* _Teks yang Diberikan_:
=======

Mendukung Indonesia Terang dengan Pembangkit Hybrid Skala Kecil di Nusa Tenggara Timur

Bayu Wirawan*

 

Elektrifikasi di Sumba – Nusa Tenggara Timur

Pemerataan jaringan energi masih menjadi isu mendasar di Indonesia. Geografis Indonesia yang terdiri dari beribu pulau menjadi salah satu tantangan besar dalam memastikan jaringan energi dapat menjangkau seluruh wilayah Indonesia.  Pada artikel ini, Rumah Pangripta mengangkat upaya yang dilakukan kolega kami, Endang Kuswandi, salah satu pendiri Hywind Energy Solution Indonesia (selanjutnya disebut Hywind), dalam upayanya mendukung pengembangan energi baru dan terbarukan (EBT) sebagai sumber pembangkit listrik untuk skala desa di Kabupaten Sumba Timur, Provinsi Nusa Tenggara Barat (NTT).

Provinsi NTT merupakan provinsi dengan elektrifikasi paling rendah di Indonesia.  Dalam skala provinsi, tingkat elektrifikasinya “hanya” 59,85%. Hal ini menjadi suatu kontradiksi ketika beban puncak yang dialami PLN di NTT baru sekitar 76% dari kapasitas yang tersedia (1). Tantangan utama terkait pengembangan jaringan PLN di Provinsi ini adalah bentuk geografis NTT yang berupa gugusan pulau serta rendahnya kepadatan penduduk.  Gubernur NTT bahkan memiliki pernyataan tentang ini, yaitu (2)

=======

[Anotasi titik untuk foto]
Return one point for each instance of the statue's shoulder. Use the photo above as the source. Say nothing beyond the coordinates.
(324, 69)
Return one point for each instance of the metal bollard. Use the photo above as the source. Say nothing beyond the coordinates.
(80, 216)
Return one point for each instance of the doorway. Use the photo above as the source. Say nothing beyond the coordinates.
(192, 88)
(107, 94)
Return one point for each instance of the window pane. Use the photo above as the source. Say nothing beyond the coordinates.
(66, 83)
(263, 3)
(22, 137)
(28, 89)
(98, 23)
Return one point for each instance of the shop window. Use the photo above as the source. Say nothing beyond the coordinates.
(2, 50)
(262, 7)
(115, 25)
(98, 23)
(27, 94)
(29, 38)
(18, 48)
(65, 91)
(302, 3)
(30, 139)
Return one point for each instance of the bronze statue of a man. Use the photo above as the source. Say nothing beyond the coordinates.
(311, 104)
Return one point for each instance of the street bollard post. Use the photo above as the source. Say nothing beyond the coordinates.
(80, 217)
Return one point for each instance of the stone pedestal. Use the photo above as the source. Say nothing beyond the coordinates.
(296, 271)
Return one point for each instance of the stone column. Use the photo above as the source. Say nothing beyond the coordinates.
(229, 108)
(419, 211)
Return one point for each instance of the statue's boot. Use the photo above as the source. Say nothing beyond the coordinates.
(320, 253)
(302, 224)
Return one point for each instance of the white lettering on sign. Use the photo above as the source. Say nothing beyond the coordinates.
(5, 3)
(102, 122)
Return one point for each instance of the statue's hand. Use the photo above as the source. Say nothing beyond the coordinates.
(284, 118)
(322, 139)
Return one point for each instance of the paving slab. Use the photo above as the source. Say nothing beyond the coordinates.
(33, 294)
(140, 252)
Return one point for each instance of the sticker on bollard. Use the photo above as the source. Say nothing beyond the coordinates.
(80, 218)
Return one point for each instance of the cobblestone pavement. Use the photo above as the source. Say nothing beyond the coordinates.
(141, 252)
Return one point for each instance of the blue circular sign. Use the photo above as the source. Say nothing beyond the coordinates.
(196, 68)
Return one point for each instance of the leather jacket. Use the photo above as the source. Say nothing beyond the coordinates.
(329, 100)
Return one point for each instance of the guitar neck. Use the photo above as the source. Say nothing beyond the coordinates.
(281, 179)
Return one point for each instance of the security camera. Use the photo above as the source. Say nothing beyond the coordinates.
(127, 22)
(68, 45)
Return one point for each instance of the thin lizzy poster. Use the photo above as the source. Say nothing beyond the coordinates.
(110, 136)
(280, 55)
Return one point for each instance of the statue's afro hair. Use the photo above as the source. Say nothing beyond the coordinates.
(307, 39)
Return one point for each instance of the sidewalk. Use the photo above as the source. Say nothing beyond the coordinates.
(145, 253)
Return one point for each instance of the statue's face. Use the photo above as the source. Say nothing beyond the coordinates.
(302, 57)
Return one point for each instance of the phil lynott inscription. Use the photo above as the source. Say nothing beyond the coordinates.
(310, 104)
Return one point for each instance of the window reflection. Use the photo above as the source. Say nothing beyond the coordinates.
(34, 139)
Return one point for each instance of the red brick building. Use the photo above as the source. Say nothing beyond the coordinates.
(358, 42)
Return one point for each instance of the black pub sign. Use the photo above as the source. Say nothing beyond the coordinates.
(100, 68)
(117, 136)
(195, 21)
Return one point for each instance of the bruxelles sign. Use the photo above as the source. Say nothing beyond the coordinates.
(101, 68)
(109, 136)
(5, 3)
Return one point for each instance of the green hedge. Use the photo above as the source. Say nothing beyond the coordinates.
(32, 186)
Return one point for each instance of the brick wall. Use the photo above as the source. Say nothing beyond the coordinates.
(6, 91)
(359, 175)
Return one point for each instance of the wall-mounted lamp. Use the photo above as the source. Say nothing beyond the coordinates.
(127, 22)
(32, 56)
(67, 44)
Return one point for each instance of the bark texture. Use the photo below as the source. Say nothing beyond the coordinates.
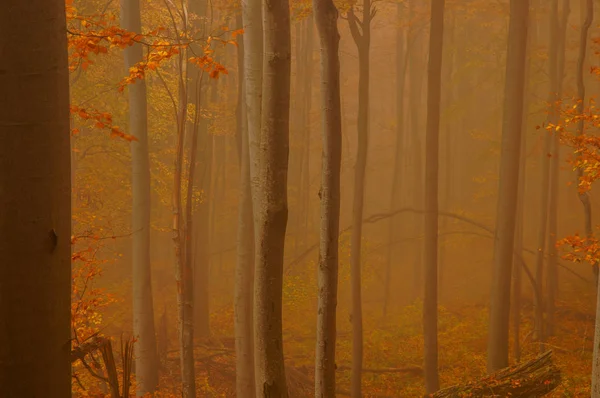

=======

* _Daftar Tugas_:
1 > Berdasarkan teks tentang elektrifikasi di Nusa Tenggara Timur, jelaskan mengapa pengembangan jaringan PLN di provinsi itu menghadapi tantangan. Gunakan satu sampai tiga kalimat.
2 > Lanjutkan teks tentang elektrifikasi di Nusa Tenggara Timur mulai dari bagian terakhir yang ditampilkan.
Catatan tersebut tidak berhubungan dengan teks.

* _Jawaban Tugas_:
1 > Tantangan utamanya adalah bentuk geografis NTT yang berupa gugusan pulau. Selain itu, kepadatan penduduk di provinsi tersebut rendah.

2 >
Kalau di NTT, bangun 10 tiang listrik diperuntukan bagi satu rumah. Tapi di Pulau Jawa, bangun satu tiang listrik untuk 10 rumah”

Melihat kondisi tersebut Pemerintah Indonesia melalui Program Indonesia Terang ingin memastikan ketersediaan listrik bagi seluruh desa di NTT dapat tercapai. Salah satu metode yang digunakan adalah pengembangan skala kecil sumber pembangkit listrik yang tidak tersambung dengan jaringan utama (off grid) berbasis teknologi energi terbarukan. Untuk NTT, alternatif sumber energi yang melimpah dan belum termanfaatkan adalah angin, air, biogas, biomassa dan tenaga matahari. Pemanfaatan dari sumber energi alternatif tersebut tidak harus satu sumber untuk satu desa, tetapi juga dapat dilakukan dengan memanfaatkan berbagai sumber (hybrid untuk satu desa). 

Salah satu program pengembangan energi di NTT adalah melalui program Sumba Iconic Island (SII).  SII pada dasarnya berisikan kesepakatan antara empat kabupaten di Pulau Sumba dan Provinsi NTT untuk menjadikan Pulau Sumba sebagai pulau yang mandiri energi di tahun 2025.  Kemandirian tersebut diwujudkan melalui pencapaian jangkauan elektrifikasi untuk 95% penduduk yang keseluruhannya (100%) diperoleh melalui sumber energi baru dan terbarukan.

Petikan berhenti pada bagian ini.